(Zadanie 1) Kto według fragmentu o tęczy na wizerunku Maryi powiedział, że nie może być zgody na naruszanie tego, co nienaruszalne?

Prymas Polski arcybiskup Wojciech Polak powiedział: "Nie może być zgody, by
naruszać to, co nienaruszalne". A ja się pytam, czy ktoś zapytał Matkę
Bożą o jej zdanie?
Od tysięcy lat wykorzystuje się Boga i inne Osoby święte
do ludzkich partykularnych interesów. Divinum i sacrum zostały zawładnięte
przez ludzi Kościoła. Uważają, że mają prawo wykorzystywać ich święte imiona do
swoich interesów. W Piśmie Świętym aż roi się od cytatów niby autorstwa samego
Boga, Jezusa Chrystusa i innych Osób świętych. To jest ogromne nadużycie.
Czynią to, bo wiedzą, że Osoby te nie sprzeciwią się, nie dadzą znaku swojego
sprzeciwu. Pomysł, że tęcza, która ozdabia wizerunek Maryi jest jej profanacją
jest, delikatnie mówiąc, głupi sam w sobie. Aby dopatrzyć jest profanacji
trzeba uruchomić swoją chorą wyobraźnie i to ona może być profanacją.

(Dane wejściowe)
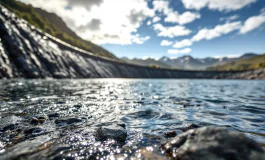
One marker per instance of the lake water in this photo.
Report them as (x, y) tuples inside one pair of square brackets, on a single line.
[(147, 107)]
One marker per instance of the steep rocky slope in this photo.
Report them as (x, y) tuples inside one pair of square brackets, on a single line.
[(242, 64), (27, 52), (54, 25)]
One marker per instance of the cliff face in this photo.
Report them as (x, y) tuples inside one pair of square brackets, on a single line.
[(26, 52)]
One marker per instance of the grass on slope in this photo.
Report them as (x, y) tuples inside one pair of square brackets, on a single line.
[(243, 64), (30, 14)]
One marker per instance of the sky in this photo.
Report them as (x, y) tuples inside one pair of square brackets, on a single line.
[(172, 28)]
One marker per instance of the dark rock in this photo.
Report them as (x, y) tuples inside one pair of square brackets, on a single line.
[(37, 120), (212, 143), (54, 115), (34, 121), (120, 123), (114, 132), (77, 106), (170, 134), (34, 131), (9, 123), (68, 120), (189, 126)]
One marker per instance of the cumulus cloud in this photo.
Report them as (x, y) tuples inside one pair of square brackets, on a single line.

(Zadanie 2) Wybierz z listy wszystkie wiersze zawierające słowo "slope" i przepisz je. Wielkość liter ma znaczenie.

(Rozwiązanie krok po kroku 1) Prymas Polski arcybiskup Wojciech Polak.

(Rozwiązanie krok po kroku 2)
One marker per instance of the steep rocky slope in this photo.
One marker per instance of the grass on slope in this photo.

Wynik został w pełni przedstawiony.